(Provided material)

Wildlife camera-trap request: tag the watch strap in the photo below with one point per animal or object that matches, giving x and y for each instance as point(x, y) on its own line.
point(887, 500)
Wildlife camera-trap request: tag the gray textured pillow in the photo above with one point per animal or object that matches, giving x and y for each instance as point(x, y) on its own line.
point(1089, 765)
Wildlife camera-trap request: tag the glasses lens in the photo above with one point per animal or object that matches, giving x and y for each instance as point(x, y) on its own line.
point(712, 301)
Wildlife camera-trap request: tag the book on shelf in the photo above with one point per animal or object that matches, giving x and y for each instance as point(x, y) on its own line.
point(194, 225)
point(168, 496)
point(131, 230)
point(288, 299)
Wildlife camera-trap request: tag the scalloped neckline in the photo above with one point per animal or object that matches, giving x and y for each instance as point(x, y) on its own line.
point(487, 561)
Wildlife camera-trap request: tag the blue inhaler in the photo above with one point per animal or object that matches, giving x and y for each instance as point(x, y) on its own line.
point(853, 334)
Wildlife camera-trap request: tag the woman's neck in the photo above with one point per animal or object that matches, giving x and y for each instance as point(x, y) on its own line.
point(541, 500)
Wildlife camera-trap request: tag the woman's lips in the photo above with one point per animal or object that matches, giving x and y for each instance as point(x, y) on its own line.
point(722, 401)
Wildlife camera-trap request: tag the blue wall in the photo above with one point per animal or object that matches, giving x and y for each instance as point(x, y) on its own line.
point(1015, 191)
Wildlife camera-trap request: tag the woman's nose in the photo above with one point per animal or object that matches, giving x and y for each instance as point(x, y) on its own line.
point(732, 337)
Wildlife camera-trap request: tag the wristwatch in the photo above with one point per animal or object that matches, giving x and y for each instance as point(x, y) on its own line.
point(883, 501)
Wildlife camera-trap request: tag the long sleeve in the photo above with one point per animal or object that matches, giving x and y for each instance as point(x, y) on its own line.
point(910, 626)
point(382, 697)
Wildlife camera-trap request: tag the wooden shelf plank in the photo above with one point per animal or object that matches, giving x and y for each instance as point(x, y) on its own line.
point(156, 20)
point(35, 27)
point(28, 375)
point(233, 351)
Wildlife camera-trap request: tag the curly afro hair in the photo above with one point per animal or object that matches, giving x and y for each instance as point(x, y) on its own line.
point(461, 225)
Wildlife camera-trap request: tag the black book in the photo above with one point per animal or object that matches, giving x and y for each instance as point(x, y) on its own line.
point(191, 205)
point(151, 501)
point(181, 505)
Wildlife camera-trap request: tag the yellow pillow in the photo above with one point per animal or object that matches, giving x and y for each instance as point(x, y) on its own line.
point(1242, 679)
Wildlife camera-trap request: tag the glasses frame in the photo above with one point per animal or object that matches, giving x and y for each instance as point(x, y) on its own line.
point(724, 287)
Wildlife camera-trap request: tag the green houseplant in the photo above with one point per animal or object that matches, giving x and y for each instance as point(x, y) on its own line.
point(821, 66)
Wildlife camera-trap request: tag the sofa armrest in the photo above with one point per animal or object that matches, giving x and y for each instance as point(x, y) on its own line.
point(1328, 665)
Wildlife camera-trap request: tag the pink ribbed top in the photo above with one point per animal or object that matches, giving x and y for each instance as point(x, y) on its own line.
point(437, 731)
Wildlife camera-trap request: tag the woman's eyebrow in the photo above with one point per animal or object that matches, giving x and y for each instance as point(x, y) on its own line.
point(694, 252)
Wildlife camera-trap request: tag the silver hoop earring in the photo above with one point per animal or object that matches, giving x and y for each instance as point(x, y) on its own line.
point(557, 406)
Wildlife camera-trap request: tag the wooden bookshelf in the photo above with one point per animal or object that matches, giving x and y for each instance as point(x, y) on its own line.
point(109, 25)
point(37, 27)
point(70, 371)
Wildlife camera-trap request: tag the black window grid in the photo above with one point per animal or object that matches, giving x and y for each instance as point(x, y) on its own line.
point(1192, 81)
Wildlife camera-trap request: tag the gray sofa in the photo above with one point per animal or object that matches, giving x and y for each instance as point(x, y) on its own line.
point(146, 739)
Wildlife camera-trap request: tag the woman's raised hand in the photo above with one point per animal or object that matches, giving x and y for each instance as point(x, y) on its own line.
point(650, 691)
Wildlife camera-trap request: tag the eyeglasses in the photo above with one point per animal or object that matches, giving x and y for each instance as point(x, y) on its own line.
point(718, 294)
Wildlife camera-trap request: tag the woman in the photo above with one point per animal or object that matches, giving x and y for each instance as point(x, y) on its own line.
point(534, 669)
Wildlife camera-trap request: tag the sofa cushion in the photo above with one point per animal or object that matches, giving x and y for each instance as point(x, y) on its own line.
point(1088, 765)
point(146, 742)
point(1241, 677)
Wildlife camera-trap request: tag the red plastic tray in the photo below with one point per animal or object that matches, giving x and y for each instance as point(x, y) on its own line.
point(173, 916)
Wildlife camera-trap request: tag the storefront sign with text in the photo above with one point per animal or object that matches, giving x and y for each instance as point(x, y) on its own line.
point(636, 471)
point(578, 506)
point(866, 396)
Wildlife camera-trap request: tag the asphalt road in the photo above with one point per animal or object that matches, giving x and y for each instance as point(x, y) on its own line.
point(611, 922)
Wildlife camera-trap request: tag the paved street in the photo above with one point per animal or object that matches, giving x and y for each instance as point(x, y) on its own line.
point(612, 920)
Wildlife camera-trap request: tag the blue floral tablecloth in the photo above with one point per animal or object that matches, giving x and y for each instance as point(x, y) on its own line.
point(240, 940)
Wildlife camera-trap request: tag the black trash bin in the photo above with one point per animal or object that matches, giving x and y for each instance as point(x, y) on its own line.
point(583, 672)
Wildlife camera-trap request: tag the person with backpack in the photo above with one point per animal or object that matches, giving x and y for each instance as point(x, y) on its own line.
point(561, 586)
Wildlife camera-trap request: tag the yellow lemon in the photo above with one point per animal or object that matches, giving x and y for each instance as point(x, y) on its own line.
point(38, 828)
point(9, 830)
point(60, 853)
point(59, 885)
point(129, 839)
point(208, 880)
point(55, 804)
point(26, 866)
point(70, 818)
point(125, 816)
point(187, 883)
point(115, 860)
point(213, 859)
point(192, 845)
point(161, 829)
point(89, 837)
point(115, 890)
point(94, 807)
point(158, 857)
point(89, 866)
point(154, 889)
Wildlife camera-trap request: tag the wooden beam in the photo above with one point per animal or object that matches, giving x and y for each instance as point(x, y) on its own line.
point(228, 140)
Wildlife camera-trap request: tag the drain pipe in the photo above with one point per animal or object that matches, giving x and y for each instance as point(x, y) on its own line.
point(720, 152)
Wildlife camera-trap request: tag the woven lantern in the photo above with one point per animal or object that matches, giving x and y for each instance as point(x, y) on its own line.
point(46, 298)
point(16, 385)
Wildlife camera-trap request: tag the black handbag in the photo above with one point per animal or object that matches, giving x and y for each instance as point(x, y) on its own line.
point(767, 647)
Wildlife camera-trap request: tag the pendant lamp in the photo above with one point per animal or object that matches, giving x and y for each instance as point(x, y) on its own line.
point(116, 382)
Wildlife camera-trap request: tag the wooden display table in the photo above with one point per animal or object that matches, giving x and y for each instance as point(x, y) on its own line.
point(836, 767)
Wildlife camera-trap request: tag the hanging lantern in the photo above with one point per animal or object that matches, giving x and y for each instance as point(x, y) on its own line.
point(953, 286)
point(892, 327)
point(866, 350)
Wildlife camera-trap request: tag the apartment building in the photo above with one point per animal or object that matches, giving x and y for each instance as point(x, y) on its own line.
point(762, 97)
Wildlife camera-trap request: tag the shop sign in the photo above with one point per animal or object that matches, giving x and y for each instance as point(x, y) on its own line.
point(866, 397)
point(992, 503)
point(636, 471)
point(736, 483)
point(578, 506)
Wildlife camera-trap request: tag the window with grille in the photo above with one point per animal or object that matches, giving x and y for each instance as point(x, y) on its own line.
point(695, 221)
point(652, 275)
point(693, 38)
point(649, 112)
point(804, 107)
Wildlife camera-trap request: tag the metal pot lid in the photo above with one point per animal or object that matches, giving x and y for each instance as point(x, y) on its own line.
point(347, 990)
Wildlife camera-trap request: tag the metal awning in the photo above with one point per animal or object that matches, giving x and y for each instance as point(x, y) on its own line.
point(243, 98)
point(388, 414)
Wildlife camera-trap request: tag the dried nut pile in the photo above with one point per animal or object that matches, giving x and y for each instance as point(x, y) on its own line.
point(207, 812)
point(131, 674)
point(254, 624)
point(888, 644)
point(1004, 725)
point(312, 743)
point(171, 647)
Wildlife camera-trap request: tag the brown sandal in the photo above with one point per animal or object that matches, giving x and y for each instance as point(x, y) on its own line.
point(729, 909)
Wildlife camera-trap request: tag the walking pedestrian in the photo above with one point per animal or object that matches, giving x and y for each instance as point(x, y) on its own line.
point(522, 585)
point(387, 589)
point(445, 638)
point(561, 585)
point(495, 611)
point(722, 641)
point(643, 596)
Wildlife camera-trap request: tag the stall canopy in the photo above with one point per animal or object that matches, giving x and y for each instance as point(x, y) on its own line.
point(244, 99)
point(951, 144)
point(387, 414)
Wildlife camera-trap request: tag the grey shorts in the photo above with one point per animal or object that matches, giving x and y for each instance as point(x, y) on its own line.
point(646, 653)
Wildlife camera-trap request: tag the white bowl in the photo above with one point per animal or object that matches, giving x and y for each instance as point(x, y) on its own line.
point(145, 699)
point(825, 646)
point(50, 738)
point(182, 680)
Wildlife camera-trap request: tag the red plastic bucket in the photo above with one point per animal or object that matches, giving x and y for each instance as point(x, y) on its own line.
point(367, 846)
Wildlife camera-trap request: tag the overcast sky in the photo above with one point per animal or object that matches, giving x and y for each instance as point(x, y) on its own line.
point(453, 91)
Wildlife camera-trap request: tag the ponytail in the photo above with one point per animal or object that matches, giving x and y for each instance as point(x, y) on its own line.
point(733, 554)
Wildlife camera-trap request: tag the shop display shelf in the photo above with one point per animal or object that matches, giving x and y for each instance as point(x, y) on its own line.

(End Provided material)

Look above for the line that holds "Wildlife camera-trap request: tag the ponytail", then copy it and each line after it exactly, through the last line of the data.

Response to the task:
Wildlife camera-trap request: tag the ponytail in the photo above with one point per animal or object that matches, giving x and y for each instance as point(x, y) on its own line.
point(733, 554)
Wildlife camera-trap request: tag the shop display shelf in the photo above with one point per animal or object that matches, giving x and y for each instance as point(x, y) on its own line.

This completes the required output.